- PROVIDED RECORDS
====
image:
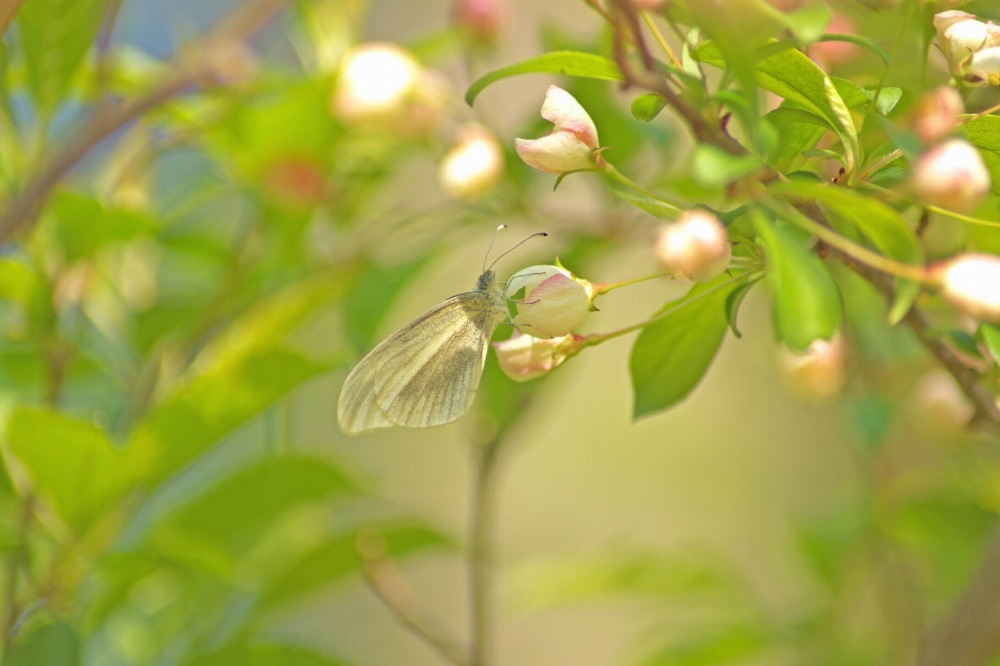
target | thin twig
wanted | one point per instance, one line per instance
====
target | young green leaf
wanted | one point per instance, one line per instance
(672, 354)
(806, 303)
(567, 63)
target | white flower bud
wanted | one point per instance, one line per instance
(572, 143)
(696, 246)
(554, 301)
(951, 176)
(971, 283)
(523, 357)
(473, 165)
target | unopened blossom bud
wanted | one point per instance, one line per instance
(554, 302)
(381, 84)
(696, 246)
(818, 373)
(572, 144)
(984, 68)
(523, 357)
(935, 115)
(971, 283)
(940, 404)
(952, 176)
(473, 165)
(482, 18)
====
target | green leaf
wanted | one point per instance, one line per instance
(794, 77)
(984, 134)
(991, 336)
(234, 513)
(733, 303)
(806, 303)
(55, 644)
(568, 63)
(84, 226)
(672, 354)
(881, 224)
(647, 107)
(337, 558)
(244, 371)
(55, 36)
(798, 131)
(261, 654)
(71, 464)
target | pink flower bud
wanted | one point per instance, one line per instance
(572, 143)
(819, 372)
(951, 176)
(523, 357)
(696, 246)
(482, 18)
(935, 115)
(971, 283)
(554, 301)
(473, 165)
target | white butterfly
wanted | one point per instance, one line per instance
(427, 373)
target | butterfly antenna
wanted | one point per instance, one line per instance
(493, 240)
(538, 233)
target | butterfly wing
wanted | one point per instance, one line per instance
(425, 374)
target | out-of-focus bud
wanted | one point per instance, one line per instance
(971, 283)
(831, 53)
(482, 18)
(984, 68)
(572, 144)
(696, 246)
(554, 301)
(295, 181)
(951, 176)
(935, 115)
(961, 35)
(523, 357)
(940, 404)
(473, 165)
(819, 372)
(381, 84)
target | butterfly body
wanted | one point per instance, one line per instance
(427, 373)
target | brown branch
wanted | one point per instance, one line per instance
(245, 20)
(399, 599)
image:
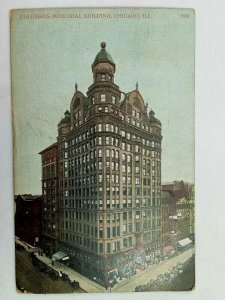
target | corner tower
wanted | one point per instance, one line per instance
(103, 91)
====
- ASSIGNED TASK
Show the lines above that have the word "white".

- ANSWER TO THIS TASK
target | white flower bud
target | white butterfly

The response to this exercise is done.